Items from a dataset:
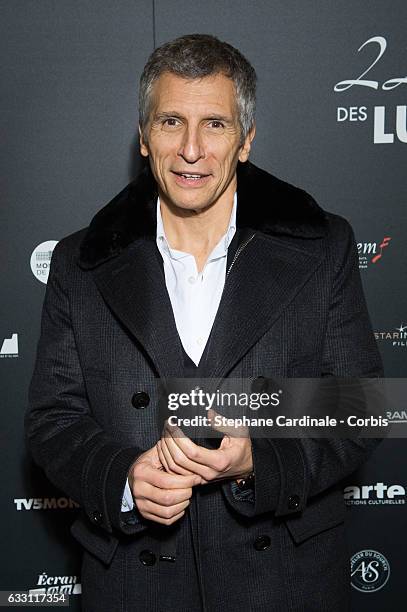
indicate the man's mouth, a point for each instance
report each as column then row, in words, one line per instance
column 191, row 175
column 190, row 178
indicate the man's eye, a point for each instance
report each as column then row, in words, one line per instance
column 171, row 122
column 216, row 124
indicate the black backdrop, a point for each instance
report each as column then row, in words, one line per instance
column 70, row 72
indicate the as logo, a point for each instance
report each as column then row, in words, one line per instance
column 370, row 571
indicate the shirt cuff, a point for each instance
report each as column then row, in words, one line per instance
column 127, row 501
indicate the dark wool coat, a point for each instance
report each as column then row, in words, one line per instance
column 292, row 306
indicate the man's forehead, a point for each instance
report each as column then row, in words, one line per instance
column 216, row 91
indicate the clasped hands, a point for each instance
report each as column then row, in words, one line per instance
column 162, row 478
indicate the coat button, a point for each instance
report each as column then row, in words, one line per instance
column 262, row 542
column 97, row 516
column 259, row 384
column 293, row 502
column 141, row 399
column 147, row 557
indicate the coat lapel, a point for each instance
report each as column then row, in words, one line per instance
column 133, row 285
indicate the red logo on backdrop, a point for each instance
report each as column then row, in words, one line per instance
column 371, row 252
column 384, row 243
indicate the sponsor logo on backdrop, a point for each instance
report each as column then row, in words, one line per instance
column 9, row 348
column 378, row 494
column 397, row 337
column 388, row 123
column 45, row 503
column 57, row 585
column 370, row 571
column 371, row 253
column 41, row 259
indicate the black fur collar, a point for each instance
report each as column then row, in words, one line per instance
column 265, row 203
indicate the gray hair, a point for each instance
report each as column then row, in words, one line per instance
column 195, row 56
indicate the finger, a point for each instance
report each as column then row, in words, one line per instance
column 166, row 512
column 214, row 459
column 179, row 458
column 173, row 466
column 162, row 457
column 163, row 480
column 164, row 497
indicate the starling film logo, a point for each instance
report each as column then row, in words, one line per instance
column 396, row 337
column 9, row 348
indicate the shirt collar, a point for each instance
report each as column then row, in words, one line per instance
column 220, row 249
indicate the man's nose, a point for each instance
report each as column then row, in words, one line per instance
column 191, row 148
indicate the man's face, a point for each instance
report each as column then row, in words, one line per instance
column 193, row 140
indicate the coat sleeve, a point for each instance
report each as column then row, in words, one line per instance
column 76, row 454
column 289, row 472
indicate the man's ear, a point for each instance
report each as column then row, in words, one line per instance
column 143, row 145
column 246, row 146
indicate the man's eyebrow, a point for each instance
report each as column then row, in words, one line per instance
column 177, row 115
column 163, row 114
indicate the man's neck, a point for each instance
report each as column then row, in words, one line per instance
column 197, row 232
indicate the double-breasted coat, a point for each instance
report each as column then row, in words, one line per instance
column 292, row 306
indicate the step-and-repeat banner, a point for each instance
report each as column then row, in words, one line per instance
column 332, row 118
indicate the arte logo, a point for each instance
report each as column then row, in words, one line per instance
column 9, row 348
column 370, row 571
column 45, row 503
column 397, row 338
column 388, row 122
column 41, row 259
column 57, row 585
column 374, row 495
column 371, row 252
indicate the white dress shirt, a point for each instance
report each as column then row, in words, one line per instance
column 194, row 296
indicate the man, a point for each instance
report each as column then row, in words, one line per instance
column 205, row 266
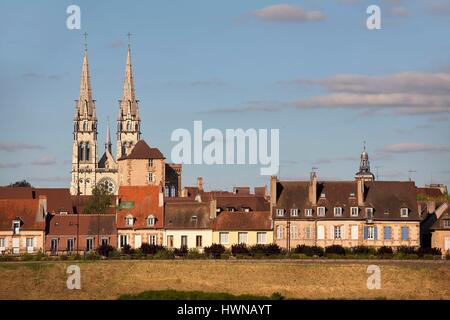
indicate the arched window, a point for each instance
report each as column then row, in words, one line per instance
column 88, row 151
column 280, row 231
column 80, row 151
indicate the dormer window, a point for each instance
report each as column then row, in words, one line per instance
column 129, row 221
column 337, row 211
column 150, row 221
column 369, row 214
column 404, row 212
column 321, row 211
column 16, row 226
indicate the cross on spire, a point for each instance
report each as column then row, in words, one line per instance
column 85, row 40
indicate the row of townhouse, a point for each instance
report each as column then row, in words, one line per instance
column 322, row 213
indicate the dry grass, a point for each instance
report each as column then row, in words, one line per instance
column 293, row 279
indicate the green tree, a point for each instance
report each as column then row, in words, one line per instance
column 100, row 200
column 23, row 184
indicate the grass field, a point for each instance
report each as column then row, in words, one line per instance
column 291, row 279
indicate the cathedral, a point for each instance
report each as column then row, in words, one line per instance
column 127, row 167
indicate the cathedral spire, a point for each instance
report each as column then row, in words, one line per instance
column 108, row 137
column 85, row 103
column 128, row 103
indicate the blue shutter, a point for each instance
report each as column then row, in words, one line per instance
column 387, row 233
column 404, row 233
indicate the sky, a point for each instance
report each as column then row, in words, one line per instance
column 311, row 69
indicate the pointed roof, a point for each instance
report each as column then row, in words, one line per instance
column 85, row 103
column 128, row 103
column 143, row 151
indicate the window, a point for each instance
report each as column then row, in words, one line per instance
column 89, row 244
column 16, row 226
column 30, row 244
column 170, row 241
column 184, row 241
column 242, row 237
column 404, row 212
column 320, row 232
column 308, row 232
column 387, row 233
column 198, row 241
column 261, row 238
column 129, row 221
column 294, row 232
column 321, row 211
column 369, row 214
column 405, row 233
column 54, row 246
column 153, row 239
column 151, row 221
column 337, row 211
column 70, row 243
column 370, row 233
column 223, row 237
column 337, row 232
column 123, row 240
column 280, row 232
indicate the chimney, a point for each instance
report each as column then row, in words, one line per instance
column 360, row 191
column 43, row 205
column 213, row 209
column 312, row 197
column 200, row 184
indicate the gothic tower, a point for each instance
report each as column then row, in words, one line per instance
column 84, row 151
column 128, row 122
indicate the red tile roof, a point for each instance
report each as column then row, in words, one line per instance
column 27, row 210
column 254, row 220
column 140, row 202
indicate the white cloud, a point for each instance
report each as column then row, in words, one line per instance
column 410, row 147
column 287, row 13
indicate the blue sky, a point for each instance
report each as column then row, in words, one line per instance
column 309, row 68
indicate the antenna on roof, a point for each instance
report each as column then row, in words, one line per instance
column 409, row 174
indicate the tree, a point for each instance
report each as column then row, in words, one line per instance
column 100, row 200
column 23, row 184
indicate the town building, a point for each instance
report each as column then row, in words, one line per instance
column 249, row 228
column 347, row 213
column 140, row 216
column 22, row 225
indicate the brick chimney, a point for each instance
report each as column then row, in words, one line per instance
column 312, row 196
column 200, row 184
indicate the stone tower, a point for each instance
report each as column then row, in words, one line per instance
column 84, row 150
column 128, row 122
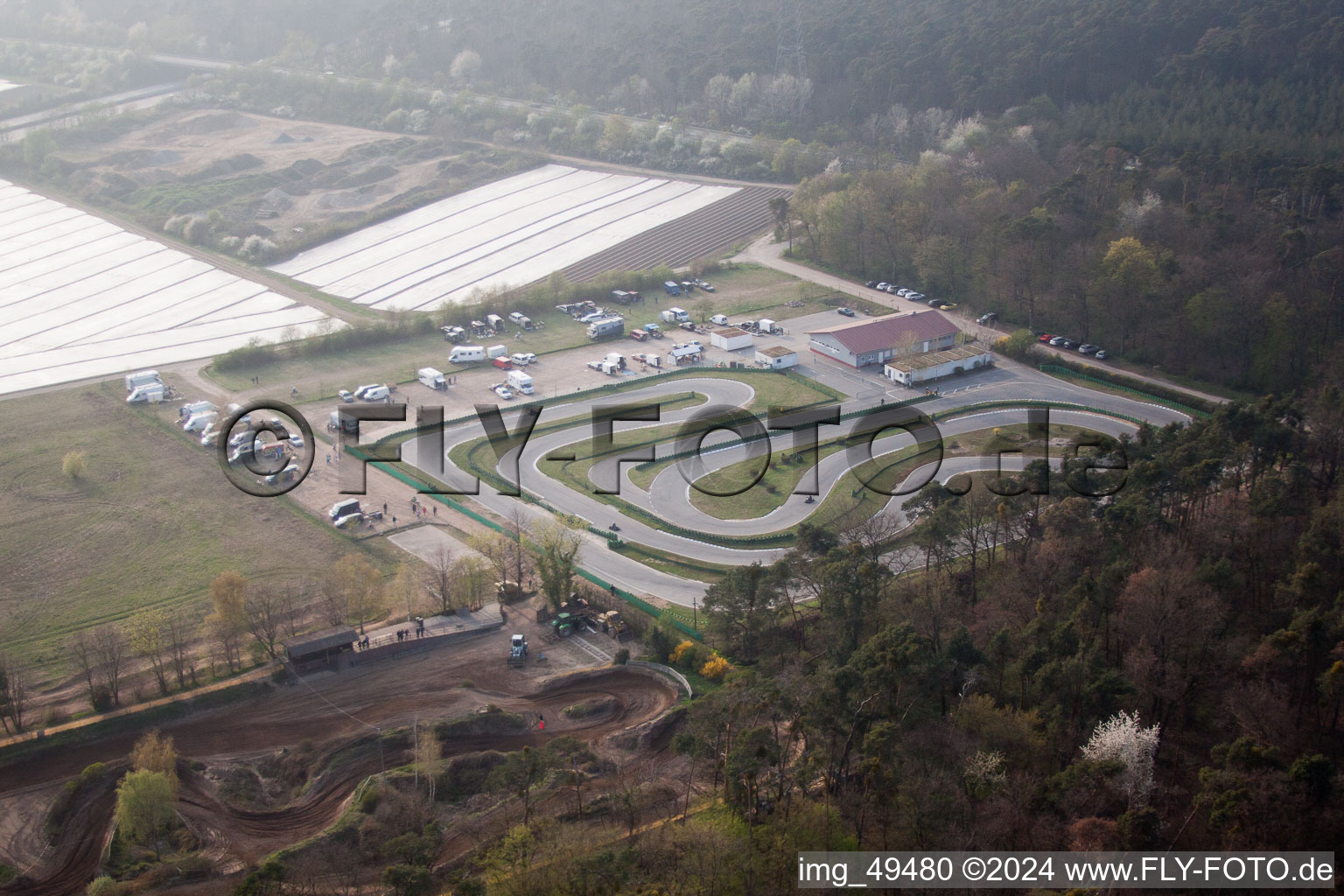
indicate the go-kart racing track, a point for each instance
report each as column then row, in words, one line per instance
column 237, row 837
column 668, row 496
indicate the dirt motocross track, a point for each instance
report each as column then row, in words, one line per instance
column 385, row 696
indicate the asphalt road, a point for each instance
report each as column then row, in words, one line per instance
column 668, row 494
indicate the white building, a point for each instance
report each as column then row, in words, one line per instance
column 922, row 368
column 777, row 358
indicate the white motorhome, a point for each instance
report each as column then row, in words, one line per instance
column 466, row 354
column 150, row 394
column 521, row 382
column 200, row 422
column 142, row 378
column 431, row 378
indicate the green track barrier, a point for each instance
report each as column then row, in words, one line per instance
column 1070, row 373
column 639, row 604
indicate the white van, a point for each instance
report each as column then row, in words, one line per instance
column 431, row 378
column 521, row 382
column 344, row 508
column 466, row 354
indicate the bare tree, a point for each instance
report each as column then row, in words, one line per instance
column 109, row 649
column 178, row 634
column 14, row 690
column 147, row 633
column 265, row 617
column 82, row 662
column 438, row 579
column 561, row 550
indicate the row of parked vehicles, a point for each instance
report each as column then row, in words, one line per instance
column 914, row 296
column 205, row 418
column 1070, row 344
column 489, row 326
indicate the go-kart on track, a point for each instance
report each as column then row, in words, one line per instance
column 508, row 233
column 668, row 496
column 237, row 837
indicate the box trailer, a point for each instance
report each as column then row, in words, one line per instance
column 466, row 354
column 521, row 382
column 604, row 326
column 339, row 422
column 730, row 339
column 431, row 378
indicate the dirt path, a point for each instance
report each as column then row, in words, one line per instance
column 266, row 724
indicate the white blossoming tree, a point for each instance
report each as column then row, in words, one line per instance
column 1124, row 740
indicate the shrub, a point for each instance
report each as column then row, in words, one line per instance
column 680, row 650
column 105, row 887
column 74, row 464
column 715, row 669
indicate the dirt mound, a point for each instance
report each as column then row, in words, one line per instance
column 208, row 122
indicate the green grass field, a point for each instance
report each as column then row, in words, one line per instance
column 150, row 524
column 744, row 290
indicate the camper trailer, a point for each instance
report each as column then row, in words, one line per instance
column 142, row 378
column 148, row 394
column 431, row 378
column 604, row 326
column 466, row 354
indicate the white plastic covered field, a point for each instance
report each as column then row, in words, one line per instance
column 504, row 234
column 82, row 298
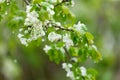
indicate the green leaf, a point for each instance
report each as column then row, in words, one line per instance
column 89, row 37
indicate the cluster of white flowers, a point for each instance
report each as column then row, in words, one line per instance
column 79, row 27
column 54, row 36
column 2, row 1
column 36, row 29
column 49, row 8
column 68, row 41
column 67, row 67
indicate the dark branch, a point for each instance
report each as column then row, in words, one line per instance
column 67, row 53
column 66, row 29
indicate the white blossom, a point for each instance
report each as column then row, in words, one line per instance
column 31, row 17
column 83, row 71
column 22, row 40
column 79, row 27
column 54, row 36
column 47, row 48
column 68, row 41
column 72, row 3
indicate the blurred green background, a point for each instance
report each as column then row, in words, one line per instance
column 101, row 17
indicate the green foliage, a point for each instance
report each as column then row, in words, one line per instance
column 53, row 23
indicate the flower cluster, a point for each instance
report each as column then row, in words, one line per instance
column 67, row 68
column 67, row 42
column 54, row 36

- EXERCISE OBJECTIVE
Repeat everything from the start of the data down to the line containing "column 216, row 91", substituting "mark" for every "indicate" and changing nothing else. Leave the pictures out of your answer.

- SOLUTION
mark the man's mouth, a point for each instance
report each as column then row, in words, one line per instance
column 191, row 175
column 190, row 178
mark the man's eye, a point for each instance
report each as column then row, in words, one line per instance
column 171, row 122
column 216, row 124
mark the black backdrop, a point for each instance
report each as column then row, in words, one line per instance
column 70, row 72
mark the as logo, a point for each instance
report each as column then row, in words, one line per instance
column 370, row 571
mark the shirt cuff, a point for each instance
report each as column then row, in words, one line per instance
column 127, row 501
mark the dark wool coat, a point for each instance
report each as column then row, in words, one line per instance
column 292, row 306
mark the man's forehead, a point for each instance
report each as column then row, in words, one line per instance
column 216, row 91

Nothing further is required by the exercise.